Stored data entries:
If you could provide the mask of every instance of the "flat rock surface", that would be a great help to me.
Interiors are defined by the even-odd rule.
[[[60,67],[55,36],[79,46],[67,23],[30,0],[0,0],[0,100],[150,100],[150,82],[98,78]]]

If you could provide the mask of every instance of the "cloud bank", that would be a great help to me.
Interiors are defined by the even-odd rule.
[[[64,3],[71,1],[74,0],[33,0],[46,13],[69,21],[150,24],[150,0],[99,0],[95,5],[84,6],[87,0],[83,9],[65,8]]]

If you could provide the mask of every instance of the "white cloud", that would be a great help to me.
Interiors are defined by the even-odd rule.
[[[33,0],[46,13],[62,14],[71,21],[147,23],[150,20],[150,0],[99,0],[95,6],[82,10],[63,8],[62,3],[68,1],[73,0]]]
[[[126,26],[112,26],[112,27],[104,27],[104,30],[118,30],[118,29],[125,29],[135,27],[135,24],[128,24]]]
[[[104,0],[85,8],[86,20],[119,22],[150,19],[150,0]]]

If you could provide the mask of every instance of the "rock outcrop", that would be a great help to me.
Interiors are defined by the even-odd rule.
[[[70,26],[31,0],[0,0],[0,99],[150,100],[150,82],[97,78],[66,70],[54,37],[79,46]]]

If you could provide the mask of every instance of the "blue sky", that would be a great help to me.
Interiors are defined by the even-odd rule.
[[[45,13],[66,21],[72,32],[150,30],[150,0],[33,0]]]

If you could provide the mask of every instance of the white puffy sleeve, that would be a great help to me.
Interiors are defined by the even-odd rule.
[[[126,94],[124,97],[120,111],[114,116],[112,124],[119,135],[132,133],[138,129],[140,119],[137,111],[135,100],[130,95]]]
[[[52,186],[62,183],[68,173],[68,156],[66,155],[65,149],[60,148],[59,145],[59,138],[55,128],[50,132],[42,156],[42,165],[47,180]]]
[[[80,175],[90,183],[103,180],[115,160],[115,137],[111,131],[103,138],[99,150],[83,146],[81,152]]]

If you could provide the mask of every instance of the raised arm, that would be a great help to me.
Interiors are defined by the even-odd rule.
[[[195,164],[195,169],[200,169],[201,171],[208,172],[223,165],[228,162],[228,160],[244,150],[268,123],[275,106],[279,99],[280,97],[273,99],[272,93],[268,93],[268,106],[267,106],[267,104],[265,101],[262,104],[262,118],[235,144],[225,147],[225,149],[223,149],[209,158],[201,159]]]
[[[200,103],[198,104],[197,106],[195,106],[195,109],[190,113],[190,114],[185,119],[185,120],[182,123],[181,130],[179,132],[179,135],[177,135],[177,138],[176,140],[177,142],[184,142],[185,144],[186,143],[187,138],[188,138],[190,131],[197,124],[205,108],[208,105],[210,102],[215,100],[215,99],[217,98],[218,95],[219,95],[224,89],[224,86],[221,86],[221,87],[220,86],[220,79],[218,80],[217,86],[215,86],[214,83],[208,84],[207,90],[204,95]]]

— DO THIS —
Enter every line of the rows above into a Markdown table with the columns "No." and "Line", numbering the lines in order and leaving out the blank ones.

— RESPONSE TO THIS EXERCISE —
| No. | Line |
|---|---|
| 1 | If you could provide the mask of every instance of the "flat rock surface", that would be a great help to me. |
| 2 | Interiors are defined by the even-odd rule. |
| 3 | [[[60,67],[55,36],[79,46],[67,23],[30,0],[0,0],[0,100],[150,100],[150,82],[98,78]]] |
| 4 | If you could provide the mask of every instance of the "cloud bank", that would be a great help to me. |
| 5 | Interiors are defined by the even-odd rule. |
| 6 | [[[64,3],[71,1],[74,0],[33,0],[46,13],[69,21],[150,24],[150,0],[99,0],[95,5],[84,6],[87,0],[83,9],[65,8]]] |
| 7 | If you could provide the mask of every instance of the "white cloud", that would be a great help to me. |
| 8 | Interiors are defined by the even-odd rule. |
| 9 | [[[33,0],[46,13],[62,14],[71,21],[147,23],[150,20],[150,0],[99,0],[95,6],[82,10],[63,8],[62,3],[68,1],[73,0]]] |
| 10 | [[[126,26],[112,26],[112,27],[104,27],[104,30],[118,30],[118,29],[125,29],[135,27],[135,24],[128,24]]] |
| 11 | [[[104,0],[85,8],[86,20],[119,22],[150,19],[150,0]]] |
| 12 | If you could provide the mask of every instance of the "rock outcrop", that would be a great help to me. |
| 13 | Interiors are defined by the even-odd rule. |
| 14 | [[[70,26],[31,0],[0,0],[0,99],[150,100],[150,82],[97,78],[66,70],[54,37],[79,46]]] |
| 15 | If you could provide the mask of every instance of the "blue sky", that would be a great help to me. |
| 16 | Interiors are defined by the even-odd rule. |
| 17 | [[[45,13],[66,21],[72,32],[150,30],[150,0],[33,0]]] |
| 18 | If you could provide the mask of every instance of the white puffy sleeve, that would be a great help to me. |
| 19 | Interiors are defined by the even-odd rule. |
| 20 | [[[126,94],[124,97],[120,111],[114,116],[112,124],[119,135],[132,133],[138,129],[140,119],[137,111],[135,100],[130,95]]] |
| 21 | [[[52,186],[62,183],[68,173],[68,156],[66,155],[65,149],[60,148],[59,145],[59,138],[55,128],[50,132],[42,156],[42,165],[47,180]]] |
| 22 | [[[80,175],[90,183],[103,180],[115,160],[115,137],[111,131],[103,138],[99,150],[83,146],[81,152]]] |
| 23 | If you could provide the mask of every instance of the raised arm, that would be a great help to me. |
| 24 | Interiors are defined by the even-odd rule. |
| 25 | [[[195,164],[195,169],[200,169],[201,171],[208,172],[223,165],[228,162],[228,160],[244,150],[268,123],[275,106],[279,99],[280,97],[273,99],[272,93],[268,93],[268,106],[267,106],[267,104],[265,101],[262,104],[262,118],[235,144],[225,147],[225,149],[223,149],[209,158],[201,159]]] |
| 26 | [[[200,103],[198,104],[197,106],[195,106],[195,109],[190,113],[190,114],[185,119],[185,120],[182,123],[181,130],[179,132],[179,135],[177,135],[177,138],[176,140],[177,142],[184,142],[185,144],[186,143],[187,138],[188,138],[190,131],[197,124],[205,108],[208,105],[210,102],[215,100],[215,99],[217,98],[218,95],[219,95],[224,89],[224,86],[221,86],[221,87],[220,86],[220,79],[218,80],[217,86],[215,86],[214,83],[208,84],[207,90],[204,95]]] |